*Written exercise:*
Update the entries starting at the line that contains "In the photo above, where can the stove" and ending at the line that contains "column 417, row 281", replacing "stove" with "range" and leaving all else unchanged. Return only those lines.

*Records:*
-------------------------

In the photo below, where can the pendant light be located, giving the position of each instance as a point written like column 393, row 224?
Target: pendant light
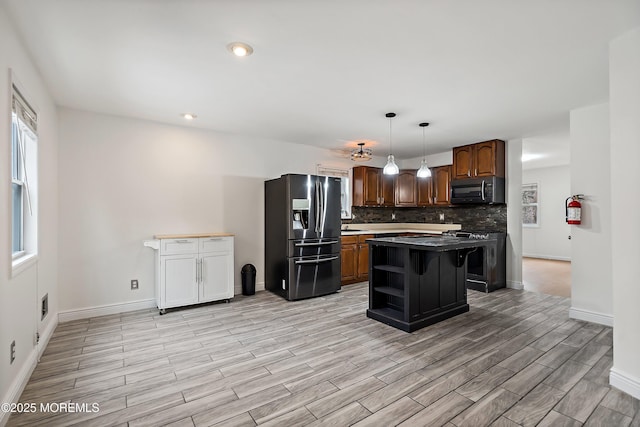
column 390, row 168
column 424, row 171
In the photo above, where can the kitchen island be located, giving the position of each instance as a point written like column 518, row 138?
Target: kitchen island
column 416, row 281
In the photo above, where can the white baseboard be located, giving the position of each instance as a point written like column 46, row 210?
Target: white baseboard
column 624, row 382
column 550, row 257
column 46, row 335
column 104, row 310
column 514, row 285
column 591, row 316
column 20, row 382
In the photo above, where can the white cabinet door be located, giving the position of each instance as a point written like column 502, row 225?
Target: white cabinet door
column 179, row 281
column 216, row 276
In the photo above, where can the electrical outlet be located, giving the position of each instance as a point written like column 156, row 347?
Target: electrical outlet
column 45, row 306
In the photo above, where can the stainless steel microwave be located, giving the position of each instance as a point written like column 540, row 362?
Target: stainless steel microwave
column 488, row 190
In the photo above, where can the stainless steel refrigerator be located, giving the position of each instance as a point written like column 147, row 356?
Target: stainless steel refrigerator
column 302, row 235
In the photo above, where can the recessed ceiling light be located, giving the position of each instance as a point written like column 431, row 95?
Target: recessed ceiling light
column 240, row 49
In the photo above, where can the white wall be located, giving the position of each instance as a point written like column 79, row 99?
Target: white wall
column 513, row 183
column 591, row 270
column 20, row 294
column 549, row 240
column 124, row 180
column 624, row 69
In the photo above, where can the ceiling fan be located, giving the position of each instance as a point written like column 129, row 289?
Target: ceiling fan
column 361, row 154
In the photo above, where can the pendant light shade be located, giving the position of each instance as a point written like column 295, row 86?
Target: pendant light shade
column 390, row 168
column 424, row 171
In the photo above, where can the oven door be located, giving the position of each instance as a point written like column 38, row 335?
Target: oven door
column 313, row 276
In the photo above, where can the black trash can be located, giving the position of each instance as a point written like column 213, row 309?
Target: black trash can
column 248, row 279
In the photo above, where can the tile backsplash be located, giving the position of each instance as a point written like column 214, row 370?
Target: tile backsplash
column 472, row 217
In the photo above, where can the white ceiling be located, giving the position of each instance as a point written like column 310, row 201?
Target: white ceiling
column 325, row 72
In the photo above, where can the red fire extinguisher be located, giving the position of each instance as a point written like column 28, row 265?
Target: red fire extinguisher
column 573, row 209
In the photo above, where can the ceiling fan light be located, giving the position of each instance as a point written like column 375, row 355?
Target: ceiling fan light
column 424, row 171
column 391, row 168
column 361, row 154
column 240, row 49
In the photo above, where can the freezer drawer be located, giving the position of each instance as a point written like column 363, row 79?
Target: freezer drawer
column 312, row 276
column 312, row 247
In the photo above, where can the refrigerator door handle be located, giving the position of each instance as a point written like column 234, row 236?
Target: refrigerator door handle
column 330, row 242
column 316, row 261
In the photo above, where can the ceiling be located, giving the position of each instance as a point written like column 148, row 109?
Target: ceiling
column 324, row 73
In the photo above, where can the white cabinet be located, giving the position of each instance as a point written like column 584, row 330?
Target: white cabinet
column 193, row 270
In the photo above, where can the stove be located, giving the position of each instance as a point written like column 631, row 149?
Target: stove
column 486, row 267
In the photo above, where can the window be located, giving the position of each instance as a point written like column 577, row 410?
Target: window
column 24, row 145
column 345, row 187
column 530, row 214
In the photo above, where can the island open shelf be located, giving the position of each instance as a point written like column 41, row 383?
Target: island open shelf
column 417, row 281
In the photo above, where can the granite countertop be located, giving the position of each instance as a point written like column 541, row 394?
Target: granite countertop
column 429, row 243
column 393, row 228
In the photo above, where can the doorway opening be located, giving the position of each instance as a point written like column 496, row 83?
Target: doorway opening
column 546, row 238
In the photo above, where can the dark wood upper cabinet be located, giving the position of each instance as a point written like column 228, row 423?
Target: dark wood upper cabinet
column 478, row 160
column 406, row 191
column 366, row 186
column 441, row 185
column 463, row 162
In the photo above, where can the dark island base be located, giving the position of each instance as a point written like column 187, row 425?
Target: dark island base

-------------------------

*Reply:*
In the photo above, where can the range be located, giving the position of each instance as a point written like column 631, row 149?
Target: range
column 486, row 267
In the photo above, where can the window be located, giving the position of each instance as a point written like column 577, row 410?
Target: window
column 24, row 145
column 345, row 187
column 530, row 214
In the photo above, where can the island open shelf be located, giving the position of each instance as a point written like column 41, row 383?
Target: island open shelf
column 417, row 281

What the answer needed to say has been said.